» Work instructions: Summarize the infant sleep safety text in two sentences.

--- Extract to read Enclosed Below ---

SIDS stories, in which babies die mysteriously while asleep give many a new parent nightmares. But there are steps you can take to create the safest possible sleeping environment for your baby — and to help yourself rest at ease. Here we’ve rounded up the key sleep recommendations from the American Academy of Pediatrics for preventing SIDS (Sudden Infant Death Syndrome) and other sleep-related infant deaths.
1. Back Sleeping
Babies up to 12 months old should sleep on their backs. However, if your baby is able to roll from tummy to back and back to tummy, he can be left on his tummy if he rolls over in his sleep.
2. Firm Sleep Surface
Babies should sleep on a firm sleeping surface – never a chair, sofa, cushion, or water bed. Cover a crib mattress with a fitted sheet, and don’t use a crib with drop-side rails (see also: 5 Drop-Side Crib Alternatives). When babies fall asleep in a stroller, car seat, swing, or carrier, the AAP recommends moving them to a firm sleep surface ASAP.

--- End of Enclosed Extract to read ---
--- Data excerpts Enclosed Below ---

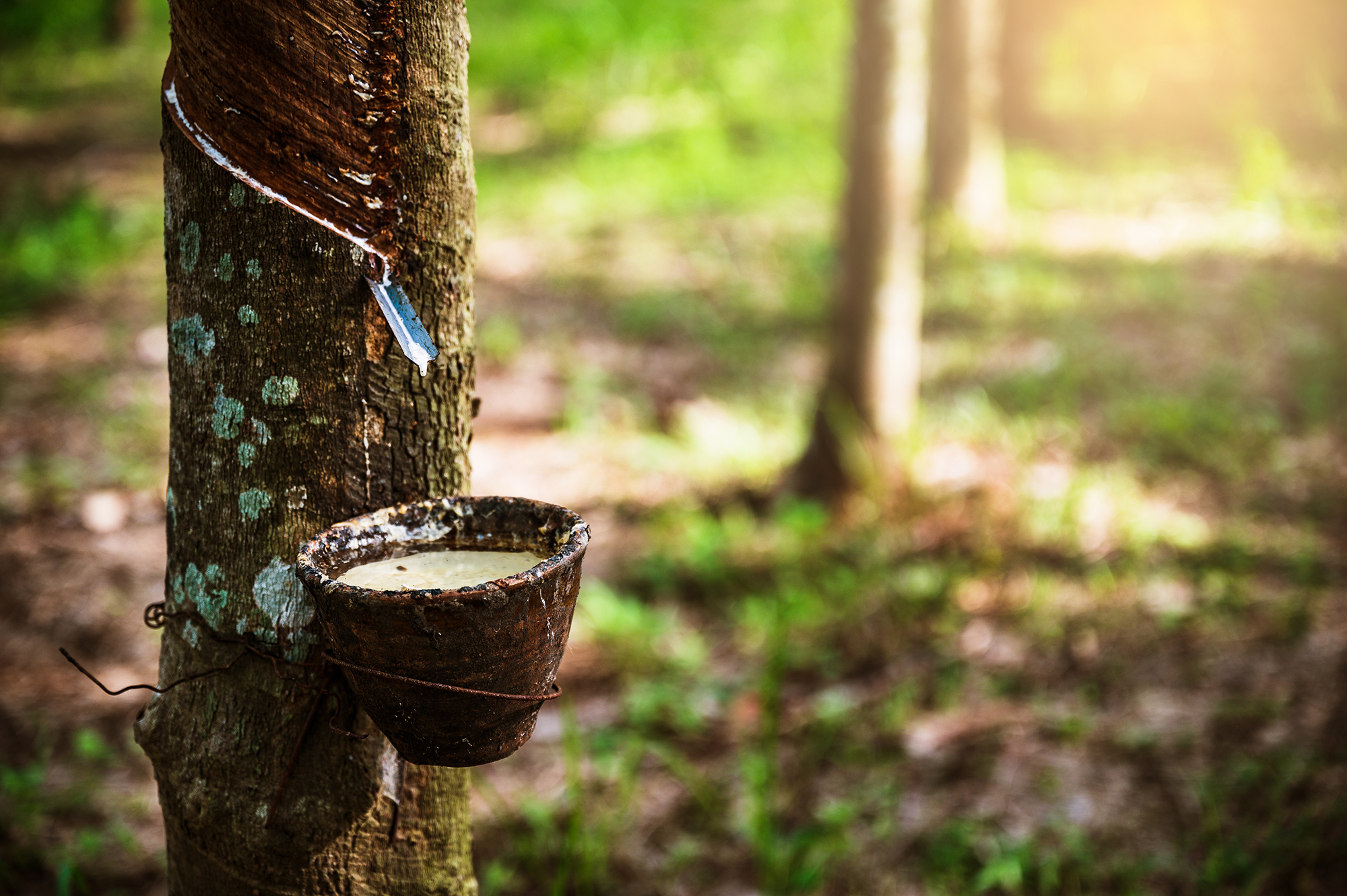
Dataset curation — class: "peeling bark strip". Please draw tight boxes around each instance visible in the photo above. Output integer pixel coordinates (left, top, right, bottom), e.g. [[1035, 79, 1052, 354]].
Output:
[[163, 0, 466, 376], [163, 0, 403, 262], [136, 0, 475, 896]]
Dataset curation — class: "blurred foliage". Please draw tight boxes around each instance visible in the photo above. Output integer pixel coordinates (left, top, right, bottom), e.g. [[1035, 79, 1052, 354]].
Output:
[[0, 180, 127, 318], [0, 0, 117, 48], [0, 728, 156, 896]]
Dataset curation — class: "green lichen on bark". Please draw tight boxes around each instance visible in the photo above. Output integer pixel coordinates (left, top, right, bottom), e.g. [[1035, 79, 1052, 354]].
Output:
[[136, 3, 475, 896]]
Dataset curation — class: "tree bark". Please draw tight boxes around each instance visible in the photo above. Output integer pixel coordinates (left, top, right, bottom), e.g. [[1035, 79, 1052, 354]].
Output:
[[927, 0, 1008, 238], [795, 0, 929, 500], [136, 0, 477, 896]]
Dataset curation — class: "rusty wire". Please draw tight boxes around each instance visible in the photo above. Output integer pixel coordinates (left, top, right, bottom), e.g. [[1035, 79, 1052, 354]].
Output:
[[322, 650, 562, 703]]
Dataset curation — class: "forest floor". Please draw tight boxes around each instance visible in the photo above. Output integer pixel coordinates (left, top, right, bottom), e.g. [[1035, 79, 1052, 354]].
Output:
[[7, 24, 1347, 896]]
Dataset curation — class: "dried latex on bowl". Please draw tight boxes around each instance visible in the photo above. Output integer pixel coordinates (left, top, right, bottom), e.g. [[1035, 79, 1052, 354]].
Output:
[[163, 0, 439, 374]]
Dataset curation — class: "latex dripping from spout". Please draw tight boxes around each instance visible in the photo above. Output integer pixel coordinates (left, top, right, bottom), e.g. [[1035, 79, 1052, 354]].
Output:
[[365, 253, 439, 377]]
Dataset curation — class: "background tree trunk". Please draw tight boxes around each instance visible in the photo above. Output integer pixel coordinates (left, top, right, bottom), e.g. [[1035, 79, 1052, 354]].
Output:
[[928, 0, 1008, 238], [136, 0, 477, 896], [796, 0, 929, 499]]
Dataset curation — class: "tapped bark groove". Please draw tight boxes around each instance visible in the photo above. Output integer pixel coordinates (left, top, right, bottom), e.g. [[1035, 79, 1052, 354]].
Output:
[[136, 0, 477, 896]]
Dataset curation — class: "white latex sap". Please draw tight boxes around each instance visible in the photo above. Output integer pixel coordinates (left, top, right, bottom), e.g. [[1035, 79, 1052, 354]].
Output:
[[337, 550, 546, 590]]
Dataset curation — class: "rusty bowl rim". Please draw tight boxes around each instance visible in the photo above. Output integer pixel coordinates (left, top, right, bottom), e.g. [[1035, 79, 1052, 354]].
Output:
[[295, 495, 590, 604]]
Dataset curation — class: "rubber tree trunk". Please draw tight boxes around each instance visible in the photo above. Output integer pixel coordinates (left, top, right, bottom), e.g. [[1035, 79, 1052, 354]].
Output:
[[136, 0, 477, 896], [928, 0, 1008, 238], [795, 0, 929, 500]]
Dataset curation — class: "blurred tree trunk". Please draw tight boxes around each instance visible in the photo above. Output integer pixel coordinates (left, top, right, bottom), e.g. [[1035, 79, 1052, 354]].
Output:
[[928, 0, 1006, 238], [793, 0, 929, 500], [136, 0, 477, 896]]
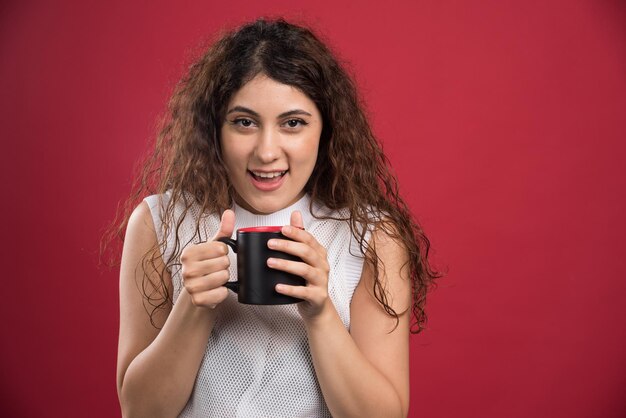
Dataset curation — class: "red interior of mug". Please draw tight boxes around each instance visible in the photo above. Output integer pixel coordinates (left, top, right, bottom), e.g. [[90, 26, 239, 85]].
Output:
[[237, 226, 283, 232]]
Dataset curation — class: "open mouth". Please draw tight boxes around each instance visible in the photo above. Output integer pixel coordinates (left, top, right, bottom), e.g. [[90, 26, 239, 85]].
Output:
[[248, 170, 289, 183]]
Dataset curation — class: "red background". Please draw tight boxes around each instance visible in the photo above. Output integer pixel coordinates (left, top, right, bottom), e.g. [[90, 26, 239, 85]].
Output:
[[0, 0, 626, 418]]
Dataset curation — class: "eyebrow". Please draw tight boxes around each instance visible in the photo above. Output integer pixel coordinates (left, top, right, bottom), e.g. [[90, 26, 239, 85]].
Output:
[[226, 106, 313, 119]]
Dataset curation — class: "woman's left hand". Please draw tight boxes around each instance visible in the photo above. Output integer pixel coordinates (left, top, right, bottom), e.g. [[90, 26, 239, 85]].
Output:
[[267, 211, 332, 320]]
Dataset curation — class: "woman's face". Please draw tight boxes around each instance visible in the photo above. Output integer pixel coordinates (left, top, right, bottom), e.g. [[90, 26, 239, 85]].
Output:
[[221, 74, 322, 214]]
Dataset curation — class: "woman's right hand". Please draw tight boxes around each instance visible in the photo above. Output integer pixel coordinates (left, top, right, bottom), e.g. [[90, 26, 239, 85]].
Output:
[[180, 209, 235, 309]]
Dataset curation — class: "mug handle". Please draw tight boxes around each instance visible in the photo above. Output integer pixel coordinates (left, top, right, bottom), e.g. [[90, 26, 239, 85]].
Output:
[[217, 237, 239, 293]]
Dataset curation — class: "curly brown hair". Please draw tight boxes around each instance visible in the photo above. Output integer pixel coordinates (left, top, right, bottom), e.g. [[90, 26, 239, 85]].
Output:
[[100, 19, 439, 333]]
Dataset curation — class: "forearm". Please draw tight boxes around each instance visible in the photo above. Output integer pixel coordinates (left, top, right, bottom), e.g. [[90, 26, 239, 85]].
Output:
[[307, 308, 406, 418], [119, 290, 215, 418]]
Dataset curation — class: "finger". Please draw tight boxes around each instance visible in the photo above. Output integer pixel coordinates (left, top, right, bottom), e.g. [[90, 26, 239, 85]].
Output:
[[181, 255, 230, 280], [289, 210, 304, 229], [190, 286, 228, 309], [281, 225, 326, 257], [185, 270, 230, 294], [267, 258, 324, 285], [267, 239, 326, 267], [275, 283, 310, 300], [213, 209, 235, 245], [180, 241, 228, 265]]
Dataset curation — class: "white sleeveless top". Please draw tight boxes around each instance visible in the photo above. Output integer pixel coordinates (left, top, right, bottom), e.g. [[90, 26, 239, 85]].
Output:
[[144, 193, 363, 417]]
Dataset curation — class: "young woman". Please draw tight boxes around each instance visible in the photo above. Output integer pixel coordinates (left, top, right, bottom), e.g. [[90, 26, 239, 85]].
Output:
[[111, 20, 436, 417]]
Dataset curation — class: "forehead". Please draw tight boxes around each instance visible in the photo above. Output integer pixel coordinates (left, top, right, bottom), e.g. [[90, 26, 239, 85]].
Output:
[[228, 74, 318, 114]]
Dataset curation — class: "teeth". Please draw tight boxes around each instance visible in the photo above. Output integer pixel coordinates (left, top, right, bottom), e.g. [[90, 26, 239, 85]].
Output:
[[252, 171, 287, 179]]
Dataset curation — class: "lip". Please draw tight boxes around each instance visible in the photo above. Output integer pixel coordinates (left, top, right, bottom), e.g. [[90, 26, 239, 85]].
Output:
[[246, 170, 289, 192]]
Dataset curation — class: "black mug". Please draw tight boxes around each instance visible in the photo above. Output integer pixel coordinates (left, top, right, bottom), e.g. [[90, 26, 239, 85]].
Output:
[[217, 226, 306, 305]]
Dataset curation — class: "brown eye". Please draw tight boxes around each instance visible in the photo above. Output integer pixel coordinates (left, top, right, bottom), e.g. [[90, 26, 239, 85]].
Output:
[[285, 119, 307, 129], [231, 118, 254, 128]]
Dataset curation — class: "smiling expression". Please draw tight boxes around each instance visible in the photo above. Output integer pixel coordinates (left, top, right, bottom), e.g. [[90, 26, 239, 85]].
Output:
[[220, 74, 322, 214]]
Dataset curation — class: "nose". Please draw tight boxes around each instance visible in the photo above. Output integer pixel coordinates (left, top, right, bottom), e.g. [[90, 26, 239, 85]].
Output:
[[254, 128, 281, 164]]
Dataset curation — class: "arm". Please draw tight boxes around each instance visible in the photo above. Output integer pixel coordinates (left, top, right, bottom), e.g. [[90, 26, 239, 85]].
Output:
[[117, 202, 234, 418], [270, 216, 411, 417]]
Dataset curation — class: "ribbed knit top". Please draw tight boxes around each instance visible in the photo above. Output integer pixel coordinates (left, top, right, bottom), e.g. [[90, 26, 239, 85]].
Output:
[[144, 193, 363, 417]]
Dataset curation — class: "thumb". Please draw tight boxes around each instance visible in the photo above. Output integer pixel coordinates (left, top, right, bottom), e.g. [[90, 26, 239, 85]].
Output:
[[213, 209, 235, 241], [289, 210, 304, 229]]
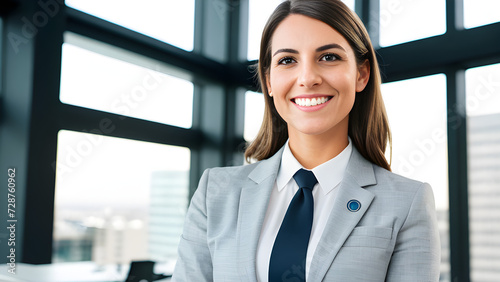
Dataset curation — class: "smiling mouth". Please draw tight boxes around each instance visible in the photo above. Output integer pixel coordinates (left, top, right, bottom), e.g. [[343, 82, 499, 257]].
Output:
[[292, 96, 333, 107]]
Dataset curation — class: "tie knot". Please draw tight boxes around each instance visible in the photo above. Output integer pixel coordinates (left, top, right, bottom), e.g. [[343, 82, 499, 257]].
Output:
[[293, 168, 318, 191]]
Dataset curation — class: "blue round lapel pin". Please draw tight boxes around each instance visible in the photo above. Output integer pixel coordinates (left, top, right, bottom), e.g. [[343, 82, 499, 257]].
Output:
[[347, 200, 361, 212]]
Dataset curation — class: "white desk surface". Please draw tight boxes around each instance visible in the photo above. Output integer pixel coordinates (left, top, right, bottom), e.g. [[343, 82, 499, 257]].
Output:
[[0, 261, 174, 282]]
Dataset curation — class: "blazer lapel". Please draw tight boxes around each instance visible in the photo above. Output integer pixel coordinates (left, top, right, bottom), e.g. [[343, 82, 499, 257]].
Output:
[[236, 148, 283, 282], [308, 146, 376, 281]]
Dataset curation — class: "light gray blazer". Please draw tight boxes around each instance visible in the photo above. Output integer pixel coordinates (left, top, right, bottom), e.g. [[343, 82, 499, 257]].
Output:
[[173, 147, 440, 282]]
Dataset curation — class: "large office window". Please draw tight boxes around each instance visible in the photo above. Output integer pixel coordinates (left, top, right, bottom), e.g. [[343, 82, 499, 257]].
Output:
[[466, 64, 500, 281], [382, 74, 450, 280], [379, 0, 446, 46], [66, 0, 195, 51], [60, 33, 193, 128], [0, 0, 500, 282], [53, 130, 190, 265], [463, 0, 500, 28]]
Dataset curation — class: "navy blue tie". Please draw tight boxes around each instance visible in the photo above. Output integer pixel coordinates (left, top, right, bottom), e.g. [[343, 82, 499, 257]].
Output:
[[269, 169, 318, 282]]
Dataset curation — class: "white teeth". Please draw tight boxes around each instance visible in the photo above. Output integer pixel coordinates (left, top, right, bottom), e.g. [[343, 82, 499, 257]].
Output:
[[295, 97, 329, 107]]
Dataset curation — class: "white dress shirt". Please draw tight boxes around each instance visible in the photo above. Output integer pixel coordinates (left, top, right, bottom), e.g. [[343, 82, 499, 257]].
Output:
[[256, 139, 352, 282]]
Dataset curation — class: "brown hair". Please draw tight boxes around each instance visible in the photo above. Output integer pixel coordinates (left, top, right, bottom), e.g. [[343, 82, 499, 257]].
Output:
[[245, 0, 392, 170]]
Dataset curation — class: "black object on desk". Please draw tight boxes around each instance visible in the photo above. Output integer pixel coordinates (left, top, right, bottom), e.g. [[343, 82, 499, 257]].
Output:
[[125, 260, 172, 282]]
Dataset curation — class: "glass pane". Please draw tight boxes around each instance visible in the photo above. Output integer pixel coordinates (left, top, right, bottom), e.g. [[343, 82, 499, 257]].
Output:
[[66, 0, 195, 51], [247, 0, 354, 61], [243, 91, 264, 142], [379, 0, 446, 47], [60, 33, 193, 128], [53, 130, 190, 270], [382, 74, 450, 281], [464, 0, 500, 28], [465, 64, 500, 281]]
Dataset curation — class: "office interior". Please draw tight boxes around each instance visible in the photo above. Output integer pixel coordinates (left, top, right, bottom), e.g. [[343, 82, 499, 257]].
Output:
[[0, 0, 500, 282]]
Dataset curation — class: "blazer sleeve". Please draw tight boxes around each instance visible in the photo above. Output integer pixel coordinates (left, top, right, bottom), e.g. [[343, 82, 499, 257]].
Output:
[[386, 183, 441, 282], [172, 169, 213, 282]]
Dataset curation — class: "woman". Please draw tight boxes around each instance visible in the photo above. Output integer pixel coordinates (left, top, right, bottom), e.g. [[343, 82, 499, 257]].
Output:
[[173, 0, 440, 282]]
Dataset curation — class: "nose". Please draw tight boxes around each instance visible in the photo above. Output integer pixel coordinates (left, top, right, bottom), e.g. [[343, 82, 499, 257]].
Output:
[[298, 63, 323, 88]]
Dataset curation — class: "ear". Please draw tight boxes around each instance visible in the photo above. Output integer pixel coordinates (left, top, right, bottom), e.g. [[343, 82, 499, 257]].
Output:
[[356, 59, 370, 92]]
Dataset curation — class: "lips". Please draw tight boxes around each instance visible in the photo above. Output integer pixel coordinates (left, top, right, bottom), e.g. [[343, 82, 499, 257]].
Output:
[[292, 96, 332, 107]]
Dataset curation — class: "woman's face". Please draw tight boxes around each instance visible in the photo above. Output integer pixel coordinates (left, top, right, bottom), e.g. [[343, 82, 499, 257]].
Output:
[[267, 15, 370, 138]]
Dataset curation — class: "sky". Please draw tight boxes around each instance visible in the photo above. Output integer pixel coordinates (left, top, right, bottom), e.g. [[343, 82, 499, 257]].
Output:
[[56, 0, 500, 216]]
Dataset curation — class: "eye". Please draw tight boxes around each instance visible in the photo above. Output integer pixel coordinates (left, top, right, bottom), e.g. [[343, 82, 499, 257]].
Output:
[[321, 53, 340, 62], [278, 57, 295, 65]]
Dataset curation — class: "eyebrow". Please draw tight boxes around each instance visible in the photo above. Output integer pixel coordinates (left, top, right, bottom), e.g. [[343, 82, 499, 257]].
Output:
[[273, 43, 346, 57]]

--- End of Enclosed Data excerpts ---

» Your solution: The text gathers key American Academy of Pediatrics recommendations for preventing SIDS and other sleep-related infant deaths. Babies up to 12 months old should sleep on their backs on a firm surface such as a crib mattress with a fitted sheet, never a chair, sofa, cushion, or water bed, and should be moved to a firm sleep surface as soon as possible if they fall asleep in a stroller, car seat, swing, or carrier.